Task 1: According to the news report on Honeywell's quarterly results, how much did sales in the aerospace unit fall, and to what amount?
Task 2: Resume the news report on Honeywell's quarterly results, picking up after its last sentence.

(Adds details on Honeywell’s cost saving plan, third quarter outlook)
July 24 (Reuters) - Honeywell International Inc on Friday reported a better-than-expected quarterly profit as cost controls and higher demand for its warehouse automation equipment helped cushion a sharp decline in its main aerospace business.
The COVID-19 pandemic has dealt a heavy blow to Honeywell’s higher-margin commercial jet spares business, crushing demand as airlines stored or retired thousands of planes during lockdowns, but boosted its automation equipment unit as online shopping surged during the crisis.
The second quarter was challenging, but Honeywell aggressively managed costs and drove sales growth where demand was strong, Chief Executive Officer Darius Adamczyk said.
The diversified U.S. manufacturer said orders in its automation equipment unit, which counts Amazon.com Inc among its customers, rose by triple digits to $1.2 billion in the quarter.
Sales in the aerospace unit, which makes parts for planes produced by Boeing Co and Airbus SE, fell about 30% to $2.54 billion. About 40% of the unit’s sales came from the jet spares business last year.

Natural-language object grounding data
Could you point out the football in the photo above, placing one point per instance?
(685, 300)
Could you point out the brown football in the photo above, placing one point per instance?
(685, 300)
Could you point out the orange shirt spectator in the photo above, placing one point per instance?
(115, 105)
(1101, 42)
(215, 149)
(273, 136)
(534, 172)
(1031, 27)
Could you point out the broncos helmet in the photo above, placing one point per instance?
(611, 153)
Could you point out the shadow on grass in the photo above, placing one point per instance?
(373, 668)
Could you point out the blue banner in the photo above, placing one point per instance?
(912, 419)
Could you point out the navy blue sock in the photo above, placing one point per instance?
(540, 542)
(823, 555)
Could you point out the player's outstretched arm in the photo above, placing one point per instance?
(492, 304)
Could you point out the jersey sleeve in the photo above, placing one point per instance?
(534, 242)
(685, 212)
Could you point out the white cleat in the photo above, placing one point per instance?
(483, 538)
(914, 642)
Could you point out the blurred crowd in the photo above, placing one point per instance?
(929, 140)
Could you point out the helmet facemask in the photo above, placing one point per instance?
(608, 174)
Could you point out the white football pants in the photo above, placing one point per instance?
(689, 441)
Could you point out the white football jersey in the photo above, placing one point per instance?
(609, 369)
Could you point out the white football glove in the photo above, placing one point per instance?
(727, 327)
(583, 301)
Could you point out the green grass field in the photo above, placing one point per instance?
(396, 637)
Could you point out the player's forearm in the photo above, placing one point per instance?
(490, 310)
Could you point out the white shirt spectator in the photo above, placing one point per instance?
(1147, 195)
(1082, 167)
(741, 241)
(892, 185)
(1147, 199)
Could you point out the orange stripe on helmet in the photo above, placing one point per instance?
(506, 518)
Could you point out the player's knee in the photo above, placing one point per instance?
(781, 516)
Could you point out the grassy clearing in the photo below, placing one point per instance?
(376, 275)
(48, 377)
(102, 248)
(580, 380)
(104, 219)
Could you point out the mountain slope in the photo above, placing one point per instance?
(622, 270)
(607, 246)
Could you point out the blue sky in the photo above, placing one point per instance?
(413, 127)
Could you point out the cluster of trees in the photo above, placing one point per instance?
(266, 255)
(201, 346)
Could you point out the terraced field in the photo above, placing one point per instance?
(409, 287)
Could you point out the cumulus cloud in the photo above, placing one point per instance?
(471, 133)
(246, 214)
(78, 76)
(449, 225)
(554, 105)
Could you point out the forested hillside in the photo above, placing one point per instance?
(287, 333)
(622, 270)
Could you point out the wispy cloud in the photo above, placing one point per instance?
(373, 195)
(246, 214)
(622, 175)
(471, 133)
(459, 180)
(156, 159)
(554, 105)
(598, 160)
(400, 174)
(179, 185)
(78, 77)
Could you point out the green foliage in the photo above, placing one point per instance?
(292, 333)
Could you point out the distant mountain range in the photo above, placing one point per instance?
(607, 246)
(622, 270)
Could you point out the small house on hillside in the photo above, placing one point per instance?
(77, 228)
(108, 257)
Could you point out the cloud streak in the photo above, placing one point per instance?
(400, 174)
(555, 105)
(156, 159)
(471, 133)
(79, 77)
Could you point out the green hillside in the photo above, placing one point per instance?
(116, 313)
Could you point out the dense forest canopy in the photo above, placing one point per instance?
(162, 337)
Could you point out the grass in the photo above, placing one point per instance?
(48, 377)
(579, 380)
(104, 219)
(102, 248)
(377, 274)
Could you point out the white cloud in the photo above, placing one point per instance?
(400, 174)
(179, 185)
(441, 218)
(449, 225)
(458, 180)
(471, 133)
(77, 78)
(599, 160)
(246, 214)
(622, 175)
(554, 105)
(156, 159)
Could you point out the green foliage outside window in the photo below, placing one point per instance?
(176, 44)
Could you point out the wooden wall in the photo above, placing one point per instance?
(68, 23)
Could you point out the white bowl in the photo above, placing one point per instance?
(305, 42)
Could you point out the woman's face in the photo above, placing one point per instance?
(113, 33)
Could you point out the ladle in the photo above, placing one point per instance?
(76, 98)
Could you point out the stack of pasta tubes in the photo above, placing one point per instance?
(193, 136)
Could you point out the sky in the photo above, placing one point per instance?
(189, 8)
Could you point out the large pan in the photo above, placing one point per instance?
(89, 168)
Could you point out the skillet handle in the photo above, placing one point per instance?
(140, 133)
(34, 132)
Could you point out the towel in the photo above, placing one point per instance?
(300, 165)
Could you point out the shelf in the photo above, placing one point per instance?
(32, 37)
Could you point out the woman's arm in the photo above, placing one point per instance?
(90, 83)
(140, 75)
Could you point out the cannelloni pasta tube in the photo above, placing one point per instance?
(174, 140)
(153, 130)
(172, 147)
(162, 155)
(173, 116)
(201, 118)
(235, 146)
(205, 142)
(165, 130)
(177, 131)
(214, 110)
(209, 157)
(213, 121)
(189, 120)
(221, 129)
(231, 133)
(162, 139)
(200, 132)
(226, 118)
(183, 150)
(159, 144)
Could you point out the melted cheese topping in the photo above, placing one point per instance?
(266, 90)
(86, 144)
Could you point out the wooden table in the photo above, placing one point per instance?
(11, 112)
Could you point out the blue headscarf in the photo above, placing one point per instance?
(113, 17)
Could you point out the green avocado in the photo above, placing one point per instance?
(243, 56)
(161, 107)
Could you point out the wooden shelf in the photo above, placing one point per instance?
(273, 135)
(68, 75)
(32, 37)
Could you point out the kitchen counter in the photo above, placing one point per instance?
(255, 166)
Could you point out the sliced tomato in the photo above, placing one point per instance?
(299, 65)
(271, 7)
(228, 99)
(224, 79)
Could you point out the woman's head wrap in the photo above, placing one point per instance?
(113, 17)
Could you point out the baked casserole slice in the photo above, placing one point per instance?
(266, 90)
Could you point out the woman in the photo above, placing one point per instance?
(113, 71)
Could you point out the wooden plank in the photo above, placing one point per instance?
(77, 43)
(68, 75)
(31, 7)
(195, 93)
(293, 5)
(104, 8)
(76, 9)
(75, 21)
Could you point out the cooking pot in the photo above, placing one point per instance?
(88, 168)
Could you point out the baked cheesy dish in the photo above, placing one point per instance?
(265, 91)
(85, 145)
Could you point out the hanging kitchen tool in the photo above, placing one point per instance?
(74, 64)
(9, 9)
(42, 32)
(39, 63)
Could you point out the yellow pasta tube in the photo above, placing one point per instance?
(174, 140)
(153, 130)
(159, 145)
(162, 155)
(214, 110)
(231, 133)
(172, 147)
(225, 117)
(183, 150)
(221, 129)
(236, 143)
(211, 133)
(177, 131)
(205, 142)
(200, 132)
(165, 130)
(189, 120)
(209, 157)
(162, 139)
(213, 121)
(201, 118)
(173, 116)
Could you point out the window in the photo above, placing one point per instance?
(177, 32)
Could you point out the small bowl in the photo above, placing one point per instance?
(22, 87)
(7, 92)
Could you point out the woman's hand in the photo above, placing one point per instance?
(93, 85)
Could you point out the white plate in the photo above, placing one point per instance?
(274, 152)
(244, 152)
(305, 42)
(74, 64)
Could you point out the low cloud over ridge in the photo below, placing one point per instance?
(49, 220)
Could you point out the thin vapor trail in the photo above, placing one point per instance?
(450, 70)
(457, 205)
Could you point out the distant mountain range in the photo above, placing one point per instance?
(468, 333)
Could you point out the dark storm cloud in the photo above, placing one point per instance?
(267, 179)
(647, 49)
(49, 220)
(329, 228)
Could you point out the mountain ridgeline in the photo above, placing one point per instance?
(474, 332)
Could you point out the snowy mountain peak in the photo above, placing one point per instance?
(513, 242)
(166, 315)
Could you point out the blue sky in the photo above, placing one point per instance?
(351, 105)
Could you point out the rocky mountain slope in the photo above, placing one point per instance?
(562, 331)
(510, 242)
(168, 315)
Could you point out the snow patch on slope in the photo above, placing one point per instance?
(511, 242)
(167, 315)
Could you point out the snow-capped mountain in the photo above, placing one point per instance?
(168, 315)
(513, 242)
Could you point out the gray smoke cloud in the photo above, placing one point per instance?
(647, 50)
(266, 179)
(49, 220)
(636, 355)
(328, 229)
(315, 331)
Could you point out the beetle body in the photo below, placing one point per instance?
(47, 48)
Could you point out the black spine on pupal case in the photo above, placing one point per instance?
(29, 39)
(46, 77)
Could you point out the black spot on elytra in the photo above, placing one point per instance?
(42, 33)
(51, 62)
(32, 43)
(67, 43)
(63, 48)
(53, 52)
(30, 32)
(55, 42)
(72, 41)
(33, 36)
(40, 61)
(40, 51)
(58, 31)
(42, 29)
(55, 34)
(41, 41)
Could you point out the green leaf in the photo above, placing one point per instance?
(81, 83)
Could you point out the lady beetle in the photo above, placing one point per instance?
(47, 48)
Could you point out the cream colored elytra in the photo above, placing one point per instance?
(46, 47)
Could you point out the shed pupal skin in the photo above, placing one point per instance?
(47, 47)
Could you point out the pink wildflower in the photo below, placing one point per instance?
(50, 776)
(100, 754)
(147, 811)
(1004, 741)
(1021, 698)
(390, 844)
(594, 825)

Written reply 1: They fell about 30% to $2.54 billion.

Written reply 2:
Several analysts have warned that maintenance spending by airlines may not fully recover to 2019 levels until 2023, unless a vaccine is found. (bit.ly/3jCD9J4)
Honeywell said it expects its third-quarter sales to fall more than 15%, compared with analysts’ expectation of a decline of 16.3%, according to IBES data from Refinitiv.
The company saved $500 million in costs in the second quarter by cutting board and executive pay and cancelling merit increases across the enterprise, while reigning in indiscretionary expenses and other costs.
It also raised its cost savings target for 2020 to a range of $1.4 billion to $1.6 billion, up from $1.1 billion to $1.3 billion.
On an adjusted basis, Honeywell earned $1.26 per share, beating analysts’ estimates of $1.21 per share.